### PROBLEM DESCRIPTION
Rewrite the rows below, changing every occurrence of "tight" to "precise" and keeping everything else unchanged.

### ITEMS
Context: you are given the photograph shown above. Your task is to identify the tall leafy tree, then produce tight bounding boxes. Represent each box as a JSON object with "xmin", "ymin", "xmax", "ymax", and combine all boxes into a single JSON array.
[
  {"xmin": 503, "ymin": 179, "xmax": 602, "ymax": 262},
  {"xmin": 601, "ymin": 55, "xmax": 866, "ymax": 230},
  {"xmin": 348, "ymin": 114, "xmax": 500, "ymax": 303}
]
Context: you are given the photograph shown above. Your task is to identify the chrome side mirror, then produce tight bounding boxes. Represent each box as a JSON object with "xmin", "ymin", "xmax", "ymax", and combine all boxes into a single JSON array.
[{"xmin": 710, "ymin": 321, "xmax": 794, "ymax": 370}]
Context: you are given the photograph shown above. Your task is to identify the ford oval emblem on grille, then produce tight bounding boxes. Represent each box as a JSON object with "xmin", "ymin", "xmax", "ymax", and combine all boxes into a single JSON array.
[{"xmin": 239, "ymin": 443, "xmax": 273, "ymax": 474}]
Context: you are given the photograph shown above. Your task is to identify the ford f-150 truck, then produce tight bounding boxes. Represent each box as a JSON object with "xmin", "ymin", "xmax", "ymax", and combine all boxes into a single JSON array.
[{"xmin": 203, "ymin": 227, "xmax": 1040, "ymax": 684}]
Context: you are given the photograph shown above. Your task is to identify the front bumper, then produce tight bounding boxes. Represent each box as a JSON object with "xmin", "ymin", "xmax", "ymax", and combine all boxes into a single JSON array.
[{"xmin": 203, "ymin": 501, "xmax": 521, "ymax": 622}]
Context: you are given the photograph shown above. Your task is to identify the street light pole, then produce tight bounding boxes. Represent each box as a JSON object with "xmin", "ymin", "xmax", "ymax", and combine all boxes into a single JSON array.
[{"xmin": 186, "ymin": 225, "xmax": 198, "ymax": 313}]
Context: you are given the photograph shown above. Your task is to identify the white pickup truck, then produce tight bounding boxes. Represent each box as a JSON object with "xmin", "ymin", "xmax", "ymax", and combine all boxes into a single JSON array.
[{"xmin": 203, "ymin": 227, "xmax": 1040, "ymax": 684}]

### SOLUTION TO THE EXERCISE
Context: you are given the photograph shown above. Your task is to identify the tall leafy tree, then produce precise bounding boxes. Represent each box as a JSON object with "xmin", "ymin", "xmax", "ymax", and combine all boxes into a single JSON array.
[
  {"xmin": 503, "ymin": 179, "xmax": 602, "ymax": 262},
  {"xmin": 601, "ymin": 55, "xmax": 866, "ymax": 230},
  {"xmin": 348, "ymin": 114, "xmax": 500, "ymax": 303}
]
Context: you are given the photograph shown above. Your task is to identify the chrome side mirror, then produce precise bounding boxes. Represent each box as a JSON object with "xmin", "ymin", "xmax", "ymax", and combine all boxes into a single JSON array.
[{"xmin": 710, "ymin": 321, "xmax": 794, "ymax": 370}]
Context: you are given the photograph shown above. Your task is to identify the ford oval emblem on grille, then produce precise bounding boxes. Represent each box as a JSON object with "xmin", "ymin", "xmax", "ymax", and combine all boxes into a single JSON array.
[{"xmin": 239, "ymin": 443, "xmax": 273, "ymax": 474}]
Context: you are given the photograph shown above. Your task is to identify the ford f-150 truck, then produce precise bounding boxes. Represent each box as a JSON object with "xmin", "ymin", "xmax", "ymax", and combine all boxes into a single JSON array.
[{"xmin": 203, "ymin": 227, "xmax": 1040, "ymax": 684}]
Context: you are given the photograph shown above. Your task is to identify the front bumper, then produce precise bounding boxes. Represent each box as a JSON object with "xmin", "ymin", "xmax", "ymax", and combine all boxes into a single JSON array.
[{"xmin": 203, "ymin": 501, "xmax": 521, "ymax": 622}]
Context: you are given the photograph shown above. Your task is to identify the street light pole, then produce precise bounding boxes. Represent each box as a JSON object with "xmin", "ymin", "xmax", "ymax", and combine all boxes into a single JSON array.
[{"xmin": 186, "ymin": 225, "xmax": 198, "ymax": 313}]
Context: you are given the photograph shown above. Your task is to identify the white pickup truck, then produce precise bounding boxes. Represent each box as a JSON object with "xmin", "ymin", "xmax", "ymax", and combine all boxes into a single JSON array.
[{"xmin": 203, "ymin": 227, "xmax": 1040, "ymax": 684}]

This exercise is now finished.